_Exercise instructions_
A faithful copy of the whole listing is required.

_Provided records_
Start of Block
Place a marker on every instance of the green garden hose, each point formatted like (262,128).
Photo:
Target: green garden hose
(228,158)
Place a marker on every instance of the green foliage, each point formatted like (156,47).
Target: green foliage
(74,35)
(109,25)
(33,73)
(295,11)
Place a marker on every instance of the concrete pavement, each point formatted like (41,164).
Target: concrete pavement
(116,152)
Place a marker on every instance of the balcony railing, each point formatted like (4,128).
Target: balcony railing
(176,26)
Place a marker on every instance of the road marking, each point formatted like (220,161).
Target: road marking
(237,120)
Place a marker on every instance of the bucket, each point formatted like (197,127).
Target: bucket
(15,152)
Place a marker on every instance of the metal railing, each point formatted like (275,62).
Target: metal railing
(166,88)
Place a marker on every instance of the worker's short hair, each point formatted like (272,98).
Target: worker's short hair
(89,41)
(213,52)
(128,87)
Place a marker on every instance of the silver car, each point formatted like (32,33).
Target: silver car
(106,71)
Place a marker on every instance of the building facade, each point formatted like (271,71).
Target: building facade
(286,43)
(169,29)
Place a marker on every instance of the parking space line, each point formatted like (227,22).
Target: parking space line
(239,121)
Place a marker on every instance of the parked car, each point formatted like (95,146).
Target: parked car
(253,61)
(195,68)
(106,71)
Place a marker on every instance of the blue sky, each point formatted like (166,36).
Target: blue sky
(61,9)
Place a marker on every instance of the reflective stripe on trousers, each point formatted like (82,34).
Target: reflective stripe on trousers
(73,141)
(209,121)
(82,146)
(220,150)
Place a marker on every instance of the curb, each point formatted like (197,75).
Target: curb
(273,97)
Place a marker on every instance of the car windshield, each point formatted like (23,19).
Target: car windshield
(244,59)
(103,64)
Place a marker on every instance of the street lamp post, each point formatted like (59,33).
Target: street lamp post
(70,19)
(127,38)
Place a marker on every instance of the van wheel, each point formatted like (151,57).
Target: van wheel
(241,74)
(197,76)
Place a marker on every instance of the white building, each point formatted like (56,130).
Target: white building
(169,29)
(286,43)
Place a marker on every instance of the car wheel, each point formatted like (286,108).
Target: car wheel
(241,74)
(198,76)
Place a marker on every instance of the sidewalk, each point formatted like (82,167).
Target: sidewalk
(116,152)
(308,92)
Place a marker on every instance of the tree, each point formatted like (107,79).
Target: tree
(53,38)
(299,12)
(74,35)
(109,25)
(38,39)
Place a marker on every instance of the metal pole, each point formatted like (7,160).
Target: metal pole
End of Block
_Task solution_
Place a marker on every instance of the green garden hose, each point formatted like (262,128).
Photo:
Target: green garden hose
(228,158)
Place a marker on every instance of the green foliage, each point formatted like (156,47).
Target: green foliage
(74,35)
(109,25)
(33,73)
(295,11)
Place a marker on every instance of the concrete pavement, each point formatted like (41,164).
Target: concrete pavement
(116,152)
Place a marker on every instance of the balcony railing, each point formatted like (4,128).
Target: balcony railing
(176,26)
Place a marker on every instance of the road marking, each point formatted like (220,161).
Target: road marking
(237,120)
Place a marker on every instance of the bucket, each point formatted like (197,127).
Target: bucket
(15,152)
Place a marker on every instance of the metal railing, each point formatted like (275,62).
Target: metal railing
(166,88)
Place a marker on every instance of the worker's short hair, each point formatted like (272,98).
Target: worker's short hair
(89,41)
(213,52)
(128,87)
Place a marker on every instance of the silver car, each point formatted like (32,33).
Target: silver car
(106,71)
Place a marker on every instance of the building facade, each point formatted like (271,71).
Target: building facade
(286,43)
(169,29)
Place a marker on every instance of the parking space line, each point formatted like (227,22).
Target: parking space line
(239,121)
Place a marker on every instance of the parked car, each point formatted like (95,146).
Target: parked car
(253,61)
(195,68)
(106,71)
Place a marker on every instance of the blue sky, each point formatted like (166,36).
Target: blue sky
(61,9)
Place a marker on every instance of the reflective stripe on trousers, each point formatted like (82,34).
Target: reflective stripe on trousers
(73,141)
(209,121)
(82,146)
(220,150)
Place a marker on every instance of the curb, each point formatted like (197,75).
Target: curb
(273,97)
Place a marker on every instance of the car windshield, each point formatted like (23,19).
Target: car windshield
(244,59)
(103,64)
Place a marker on every instance of the street lamp post, each point formatted like (59,33).
Target: street lamp post
(70,19)
(127,38)
Place a marker on every instance of the van wheel, each point formatted like (151,57).
Target: van wheel
(241,74)
(197,76)
Place a marker on every instance of the white building, each point formatted like (56,130).
Target: white building
(169,29)
(286,43)
Place a marker on every instance of the car wheel, each point formatted like (286,108).
Target: car wheel
(241,74)
(198,76)
Place a marker on every instance of the sidewalk, each point formatted like (82,167).
Target: sidewalk
(116,152)
(308,92)
Place a marker on every instance of the tree, each point formatted like (107,79).
Target: tree
(53,38)
(299,12)
(74,35)
(109,25)
(38,39)
Place a marker on every instance of the metal pole, each point formatted like (7,160).
Target: metal pole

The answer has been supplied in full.